Render every line of the listing below as a numbered list, leaving out blank lines and the pictures.

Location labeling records
▬▬▬▬▬▬

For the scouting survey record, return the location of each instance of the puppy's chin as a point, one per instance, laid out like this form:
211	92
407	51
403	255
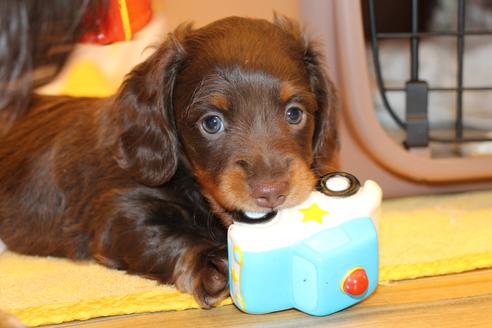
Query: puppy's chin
252	217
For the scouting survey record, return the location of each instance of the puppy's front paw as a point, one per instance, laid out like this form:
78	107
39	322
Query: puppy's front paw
211	280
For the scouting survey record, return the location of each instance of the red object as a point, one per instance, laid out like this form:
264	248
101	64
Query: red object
118	22
355	282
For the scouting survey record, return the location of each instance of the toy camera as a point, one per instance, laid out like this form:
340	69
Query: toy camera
319	257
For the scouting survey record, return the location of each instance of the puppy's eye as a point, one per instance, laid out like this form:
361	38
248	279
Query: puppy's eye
212	124
294	115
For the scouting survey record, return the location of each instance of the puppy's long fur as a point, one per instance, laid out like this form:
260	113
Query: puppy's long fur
230	118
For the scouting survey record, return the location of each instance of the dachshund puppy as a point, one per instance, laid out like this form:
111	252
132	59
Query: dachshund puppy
231	121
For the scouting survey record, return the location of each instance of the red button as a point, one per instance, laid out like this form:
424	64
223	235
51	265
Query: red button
355	282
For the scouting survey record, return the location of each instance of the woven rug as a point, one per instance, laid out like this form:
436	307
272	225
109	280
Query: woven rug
419	236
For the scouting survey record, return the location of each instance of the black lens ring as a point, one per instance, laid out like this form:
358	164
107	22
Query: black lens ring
352	189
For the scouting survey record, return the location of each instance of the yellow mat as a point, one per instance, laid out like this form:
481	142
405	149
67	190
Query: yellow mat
419	236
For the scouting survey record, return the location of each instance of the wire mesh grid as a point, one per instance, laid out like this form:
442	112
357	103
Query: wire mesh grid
416	123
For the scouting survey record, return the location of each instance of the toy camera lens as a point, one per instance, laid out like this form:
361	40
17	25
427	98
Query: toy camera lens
339	184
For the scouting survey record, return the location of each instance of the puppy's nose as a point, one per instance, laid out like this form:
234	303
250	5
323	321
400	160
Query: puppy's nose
270	195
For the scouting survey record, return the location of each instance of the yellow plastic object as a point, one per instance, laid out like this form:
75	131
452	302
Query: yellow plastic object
85	79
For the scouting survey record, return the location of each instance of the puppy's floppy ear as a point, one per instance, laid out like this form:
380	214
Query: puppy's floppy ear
146	143
325	139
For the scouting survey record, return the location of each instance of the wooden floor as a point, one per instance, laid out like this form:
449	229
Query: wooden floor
461	300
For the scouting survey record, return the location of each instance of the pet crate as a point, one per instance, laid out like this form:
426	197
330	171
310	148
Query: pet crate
412	155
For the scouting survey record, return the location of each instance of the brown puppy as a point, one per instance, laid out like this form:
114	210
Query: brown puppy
230	121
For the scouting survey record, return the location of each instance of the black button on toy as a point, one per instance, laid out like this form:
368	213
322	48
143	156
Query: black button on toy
339	184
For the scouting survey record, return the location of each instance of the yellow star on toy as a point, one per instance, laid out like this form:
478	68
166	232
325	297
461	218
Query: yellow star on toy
313	213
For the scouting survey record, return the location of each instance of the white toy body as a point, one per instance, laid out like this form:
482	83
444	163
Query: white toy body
308	257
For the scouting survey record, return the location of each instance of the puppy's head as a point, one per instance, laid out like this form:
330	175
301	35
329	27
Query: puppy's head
248	102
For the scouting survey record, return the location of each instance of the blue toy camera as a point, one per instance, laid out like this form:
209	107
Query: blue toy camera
319	257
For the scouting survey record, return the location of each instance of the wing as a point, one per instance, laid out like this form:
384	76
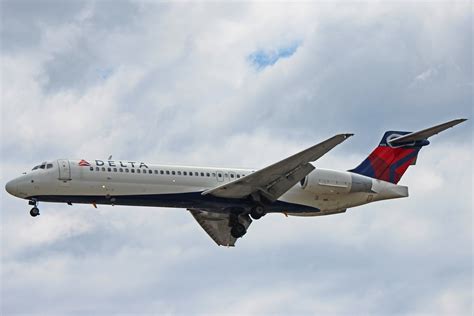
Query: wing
217	226
271	182
426	133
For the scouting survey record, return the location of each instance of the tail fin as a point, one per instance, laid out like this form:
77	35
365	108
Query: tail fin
397	151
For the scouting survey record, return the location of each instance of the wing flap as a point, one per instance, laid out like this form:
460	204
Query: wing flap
274	180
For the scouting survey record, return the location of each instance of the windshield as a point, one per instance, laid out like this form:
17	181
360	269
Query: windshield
44	165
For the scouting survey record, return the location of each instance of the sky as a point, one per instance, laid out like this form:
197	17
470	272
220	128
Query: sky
239	84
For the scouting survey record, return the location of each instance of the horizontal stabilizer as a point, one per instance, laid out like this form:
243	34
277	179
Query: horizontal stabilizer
424	134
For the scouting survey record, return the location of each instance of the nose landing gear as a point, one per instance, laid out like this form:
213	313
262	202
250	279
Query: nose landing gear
35	210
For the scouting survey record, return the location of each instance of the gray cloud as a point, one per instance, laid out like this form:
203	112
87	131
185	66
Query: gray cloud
171	83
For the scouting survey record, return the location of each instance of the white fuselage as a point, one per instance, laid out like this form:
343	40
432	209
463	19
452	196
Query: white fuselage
322	192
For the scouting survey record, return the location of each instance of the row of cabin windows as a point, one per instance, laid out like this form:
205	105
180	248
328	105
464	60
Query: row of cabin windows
43	166
167	172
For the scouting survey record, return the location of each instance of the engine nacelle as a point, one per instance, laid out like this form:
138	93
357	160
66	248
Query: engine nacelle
326	182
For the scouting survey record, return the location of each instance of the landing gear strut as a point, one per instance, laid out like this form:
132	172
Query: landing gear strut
238	230
35	210
257	212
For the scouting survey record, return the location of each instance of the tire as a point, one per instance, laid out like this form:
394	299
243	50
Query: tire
34	212
257	212
238	230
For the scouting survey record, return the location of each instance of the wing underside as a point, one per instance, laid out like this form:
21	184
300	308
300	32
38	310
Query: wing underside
273	181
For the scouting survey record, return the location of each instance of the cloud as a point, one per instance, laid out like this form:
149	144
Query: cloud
261	59
172	83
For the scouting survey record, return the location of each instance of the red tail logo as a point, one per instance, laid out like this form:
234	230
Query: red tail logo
84	163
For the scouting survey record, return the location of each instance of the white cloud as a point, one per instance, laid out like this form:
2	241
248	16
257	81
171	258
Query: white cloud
180	90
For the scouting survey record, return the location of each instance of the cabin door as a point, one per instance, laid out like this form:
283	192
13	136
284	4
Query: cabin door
64	169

▬▬▬▬▬▬

§ **FINISHED TASK**
1. For the scouting survey record, return the location of each instance of the puppy's chin as a point, one per instance, laid out like this form:
2. 211	92
3. 407	51
4. 403	255
5. Query: puppy's chin
6. 252	217
7. For the scouting survey record, return the location of each instance of the puppy's front paw as a point, one per instance, laid out like this form:
8. 78	107
9. 39	322
10. Query: puppy's front paw
11. 211	280
12. For the scouting survey record, return the location of each instance of the red object as a point, one per instance, laid out like this form:
13. 264	248
14. 101	64
15. Query: red object
16. 118	22
17. 355	282
18. For the scouting survey record, return the location of each instance of the toy camera as a point, one per instance, laid out like this form:
19. 340	69
20. Query: toy camera
21. 319	257
22. For the scouting survey record, return the location of each instance of the puppy's eye as a point, one per instance, laid out like this form:
23. 361	38
24. 248	279
25. Query: puppy's eye
26. 212	124
27. 294	115
28. For the scouting survey record, return the location of each instance of the puppy's long fur as a point, one per instance, laid out like this form:
29. 260	113
30. Query: puppy's long fur
31. 230	118
32. For the scouting survey record, return the location of each instance of the dachshund puppy as a point, one per instance, laid out like this form:
33. 111	252
34. 132	59
35. Query: dachshund puppy
36. 231	121
37. For the scouting survey record, return the location of each instance of the red button as a point, one per instance, laid out like this form:
38. 424	64
39. 223	235
40. 51	265
41. Query: red button
42. 355	282
43. For the scouting survey record, return the location of each instance of the woven rug as a point, one per instance, laid out like this form:
44. 436	307
45. 272	225
46. 109	280
47. Query: woven rug
48. 419	236
49. For the scouting survey record, return the location of each instance of the black lens ring as a point, one per instance, laid out like this form:
50. 358	164
51. 107	22
52. Query: black lens ring
53. 352	189
54. For the scouting survey record, return the location of each instance of the yellow mat as a point, one per instance, laid out like this form:
55. 481	142
56. 405	149
57. 67	190
58. Query: yellow mat
59. 419	236
60. For the scouting survey record, return the location of each instance of the wire mesh grid as a point, one per instance, laid out like this form:
61. 442	112
62. 357	103
63. Query: wire mesh grid
64. 416	123
65. For the scouting survey record, return the location of each instance of the toy camera lens as a point, one per instance, laid out like this form:
66. 361	40
67. 17	25
68. 427	98
69. Query: toy camera lens
70. 339	184
71. For the scouting survey record, return the location of each instance of the puppy's nose as a point, one per instance, laid out like this form:
72. 234	303
73. 250	5
74. 323	321
75. 400	160
76. Query: puppy's nose
77. 270	195
78. For the scouting survey record, return the location of each instance of the yellow plastic object as a point, one per instance, laid out like this form:
79. 75	131
80. 452	302
81. Query: yellow plastic object
82. 85	79
83. For the scouting survey record, return the location of each instance of the puppy's floppy ear as a point, one per instance, laid out like this form:
84. 380	214
85. Query: puppy's floppy ear
86. 146	143
87. 325	139
88. For the scouting survey record, return the location of each instance of the wooden floor as a point, one per instance, laid out like this form:
89. 449	229
90. Query: wooden floor
91. 461	300
92. For the scouting survey record, return the location of each instance of the pet crate as a point, one per instance, laid out like this form:
93. 426	197
94. 330	171
95. 310	148
96. Query: pet crate
97. 412	155
98. For the scouting survey record, return the location of each instance of the brown puppy as a point, one per instance, laid out like this form:
99. 114	210
100. Query: brown puppy
101. 230	121
102. For the scouting survey record, return the location of each instance of the black button on toy as a point, one per instance, laid out like this form:
103. 368	213
104. 322	48
105. 143	156
106. Query: black button on toy
107. 339	184
108. For the scouting survey record, return the location of each instance of the yellow star on toy as a point, one per instance, laid out like this form:
109. 478	68
110. 166	232
111. 325	297
112. 461	218
113. Query: yellow star on toy
114. 313	213
115. For the scouting survey record, return the location of each instance of the white toy body as a point, one per instance, laid out like this form:
116. 482	83
117. 444	163
118. Query: white toy body
119. 308	257
120. For the scouting survey record, return the location of each instance of the puppy's head as a point, one per instance, laid out like this form:
121. 330	175
122. 301	35
123. 329	27
124. Query: puppy's head
125. 248	102
126. For the scouting survey record, return the location of each instance of the blue toy camera as a point, one per instance, laid out like this form:
127. 209	107
128. Query: blue toy camera
129. 319	257
130. For the scouting survey record, return the location of each instance of the wing as a point, one per instance, laid out like this form:
131. 384	76
132. Query: wing
133. 217	226
134. 271	182
135. 426	133
136. For the scouting survey record, return the location of each instance of the tail fin as a point, one per instance, laid out like this form:
137. 77	35
138. 365	108
139. Query: tail fin
140. 397	151
141. For the scouting survey record, return the location of each instance of the wing flap as a point, one per instance, laid out like this form:
142. 460	204
143. Query: wing flap
144. 274	180
145. For the scouting survey record, return the location of each instance of the windshield as a point, one per instance, laid out like this form:
146. 17	181
147. 360	269
148. Query: windshield
149. 44	165
150. For the scouting survey record, return the location of each instance of the sky as a point, one per instance, laid out like this form:
151. 197	17
152. 470	272
153. 220	128
154. Query: sky
155. 239	84
156. For the scouting survey record, return the location of each instance of the horizontal stabilizer as a point, one per instance, laid out like this form:
157. 243	34
158. 277	179
159. Query: horizontal stabilizer
160. 424	134
161. For the scouting survey record, return the location of each instance of the nose landing gear as a point, one per instance, laid out like this form:
162. 213	313
163. 262	202
164. 250	279
165. Query: nose landing gear
166. 35	210
167. For the scouting survey record, return the location of each instance of the gray cloud as a point, one per instance, laid out like this form:
168. 203	112
169. 87	131
170. 185	66
171. Query: gray cloud
172. 171	83
173. For the scouting survey record, return the location of each instance of the white fuselage as a point, one per instance, laid out like this form:
174. 343	40
175. 432	209
176. 463	19
177. 452	196
178. Query: white fuselage
179. 322	192
180. For the scouting survey record, return the location of each instance of the row of cabin windows as a point, one per instance, laid out like this form:
181. 205	105
182. 180	248
183. 328	105
184. 464	60
185. Query: row of cabin windows
186. 43	166
187. 167	172
188. For the scouting survey record, return the location of each instance of the engine nacelle as a point, one per instance, laid out like this form:
189. 138	93
190. 357	160
191. 66	248
192. Query: engine nacelle
193. 326	182
194. For the scouting survey record, return the location of each instance of the landing gear strut as a point, one per instance, laid out like this form:
195. 132	172
196. Query: landing gear strut
197. 238	230
198. 35	210
199. 257	212
200. For the scouting survey record, return the location of each instance of the tire as a point, one per instance, laid out like this form:
201. 394	299
202. 243	50
203. Query: tire
204. 34	212
205. 257	212
206. 238	230
207. For the scouting survey record, return the location of each instance of the wing underside as a point, one per instance, laid out like this form:
208. 21	184
209. 300	308
210. 300	32
211. 38	310
212. Query: wing underside
213. 273	181
214. For the scouting survey record, return the location of each instance of the cloud as a point, one per instance, laid out like this form:
215. 149	144
216. Query: cloud
217. 261	59
218. 172	83
219. For the scouting survey record, return the location of each instance of the red tail logo as a point, one per instance, laid out like this form:
220. 234	230
221. Query: red tail logo
222. 84	163
223. For the scouting survey record, return the location of each instance of the white cloud as a point, one per instance, laid out like this form:
224. 2	241
225. 248	16
226. 257	81
227. 171	258
228. Query: white cloud
229. 180	90
230. For the scouting survey record, return the location of each instance of the cabin door as a point, one per instance, laid out like this form:
231. 283	192
232. 13	136
233. 284	4
234. Query: cabin door
235. 64	169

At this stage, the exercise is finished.